=== Work instructions ===
1 - Answer from the planning worksheet introduction:
(a) What does the writer end up doing when the size of the question freezes them?
(b) Which two maps turn the goal into a real plan?
(c) How many versions of the future are you asked to imagine?
2 - Carry on the planning worksheet introduction from its last line.

=== Selection ===
>>>

Why a blank page is the hardest place to start
I have lost more good intentions to a blank page than to any lack of ambition. When I sit down to plan the next few years of my life and the page just stares back, the size of the question freezes me, so I write something safe and forgettable and move on. This worksheet exists to fix that. Instead of handing you an empty grid and wishing you luck, it asks you the right questions in the right order, so the answers almost write themselves. You can work through every exercise below right here on this page. Each one is short, each one builds on the last, and by the end you will have something honest to plan around. Take it slowly. There is no prize for finishing in one sitting.
What You Will Learn
- How to surface the handful of values that actually shape your decisions, rather than the ones that sound good.
- How to imagine three believable versions of your future and pull a single Summit Goal out of them.
- How to turn that goal into a real plan with an Outcome Map and a Friction Map.
- How to set Success Measures so you can tell progress from motion.
- How to run a short weekly check-in that keeps the plan alive instead of buried.
- How a worksheet and a reusable template fit together, and when to use each one.

<<<

=== Source excerpt ===

>>>

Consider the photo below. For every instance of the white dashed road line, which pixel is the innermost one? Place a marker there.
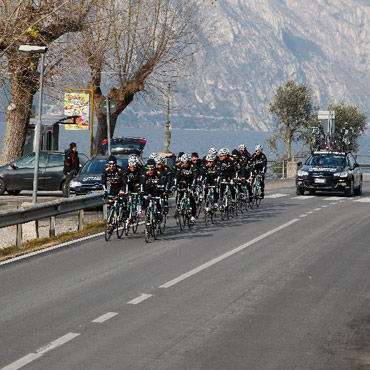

<<<

=== Results for the exercise ===
1 -
(a) The writer writes something safe and forgettable and moves on.
(b) An Outcome Map and a Friction Map.
(c) Three believable versions.

2 -
Key Takeaways
- A worksheet beats a blank page because it sequences the thinking. You answer small, concrete prompts instead of one overwhelming question.
- Good goals are downstream of values and a vision. Skip those steps and you tend to chase someone else’s targets.
- A goal without a plan for friction is a wish. Naming the obstacles in advance is the part most people leave out.
- Plans survive through review. A few honest minutes each week matter more than a perfect plan written once.
Why a worksheet beats a blank page
A template gives you the structure: clean boxes for your values, your Summit Goal, your plan, and your weekly notes. That is genuinely useful once you know what goes in each box. The trouble is that structure alone does not tell you what to write. Faced with an empty field labelled “Summit Goal”, most of us either freeze or reach for the first plausible answer.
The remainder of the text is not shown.